6,000,000 poor families could be £1,000 worse off under Rishi Sunak's plan

6,000,000 poor families could be £1,000 worse off under Rishi Sunak's plan

Rishi Sunak’s failure to mention extending Working Tax Credits and Universal Credit boosts could leave six million low income households worse off.

The chancellor increased the standard allowance for Universal Credit and Working Tax Credit by £1,000 a year this March, in order to protect over 4 million of the most vulnerable households until March 2021.

But when Mr Sunak announced earlier this week that the furlough scheme would be replaced by the Job Support Scheme, he made no mention of whether the boost in Working Tax Credit or Universal Credit would be permanent.

In its analysis of the Chancellor’s Winter Economy Plan, the Resolution Foundation – a think tank that works towards improving the living standards of low- to middle-income households – said the UK’s poorest regions could see a ‘major living standards squeeze’ this winter.

By including pensioners and others who would be unaffected, Resolution Foundation predicted the average income of the bottom half of the population could fall by £600.

In the South of England, the East Midlands and Scotland, around one in four non-pensioner households could lose more than £1,000, rising to around one in three households in Northern Ireland, Wales, the West Midlands, and the North of England.

The report said workers losing there jobs and moving onto Universal Credit will see ‘far bigger income falls than furloughed workers experienced’.

The report continued: ‘And as things stand that will be deepened by plans to reduce the level of Universal Credit by £1,000 next April, at a time when unemployment will remain high.

**Data extracts:**
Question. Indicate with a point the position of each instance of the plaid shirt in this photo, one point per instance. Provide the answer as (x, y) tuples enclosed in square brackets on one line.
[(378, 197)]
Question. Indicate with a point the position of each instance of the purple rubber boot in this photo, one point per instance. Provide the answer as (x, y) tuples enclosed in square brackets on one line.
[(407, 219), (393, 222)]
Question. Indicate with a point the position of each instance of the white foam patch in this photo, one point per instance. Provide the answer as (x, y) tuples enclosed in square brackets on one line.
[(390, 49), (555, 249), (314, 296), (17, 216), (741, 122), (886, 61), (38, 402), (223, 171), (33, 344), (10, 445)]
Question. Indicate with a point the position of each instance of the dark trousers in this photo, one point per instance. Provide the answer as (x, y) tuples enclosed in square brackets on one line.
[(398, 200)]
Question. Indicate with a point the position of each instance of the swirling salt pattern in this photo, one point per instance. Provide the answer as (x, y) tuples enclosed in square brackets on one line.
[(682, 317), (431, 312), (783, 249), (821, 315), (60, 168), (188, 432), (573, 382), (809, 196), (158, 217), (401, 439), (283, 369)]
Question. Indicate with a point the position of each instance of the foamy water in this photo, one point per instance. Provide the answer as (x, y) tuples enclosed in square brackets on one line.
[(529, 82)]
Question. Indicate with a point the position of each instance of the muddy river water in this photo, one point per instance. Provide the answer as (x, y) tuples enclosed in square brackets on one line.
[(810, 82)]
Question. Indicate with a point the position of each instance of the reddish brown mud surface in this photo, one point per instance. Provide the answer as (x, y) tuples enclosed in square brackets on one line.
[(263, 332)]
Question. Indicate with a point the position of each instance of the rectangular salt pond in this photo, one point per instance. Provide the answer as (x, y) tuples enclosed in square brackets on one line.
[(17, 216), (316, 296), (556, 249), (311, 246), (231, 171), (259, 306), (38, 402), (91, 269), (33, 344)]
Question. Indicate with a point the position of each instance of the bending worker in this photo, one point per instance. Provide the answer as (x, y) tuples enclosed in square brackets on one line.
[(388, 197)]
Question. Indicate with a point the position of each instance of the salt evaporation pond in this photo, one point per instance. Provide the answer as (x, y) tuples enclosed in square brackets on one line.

**Activity list:**
(a) Please translate this sentence from the article on Rishi Sunak's plan into Spanish: "The chancellor increased the standard allowance for Universal Credit and Working Tax Credit by £1,000 a year this March, in order to protect over 4 million of the most vulnerable households until March 2021."
(b) In the article on Rishi Sunak's plan, by how much did the Resolution Foundation predict the average income of the bottom half of the population could fall?
You can ignore the lines; they play no part here.

**Solutions to the exercise:**
(a) El ministro de Hacienda aumentó la asignación estándar del Universal Credit y del Working Tax Credit en 1000 libras al año este marzo, con el fin de proteger a más de 4 millones de los hogares más vulnerables hasta marzo de 2021.

(b) By £600.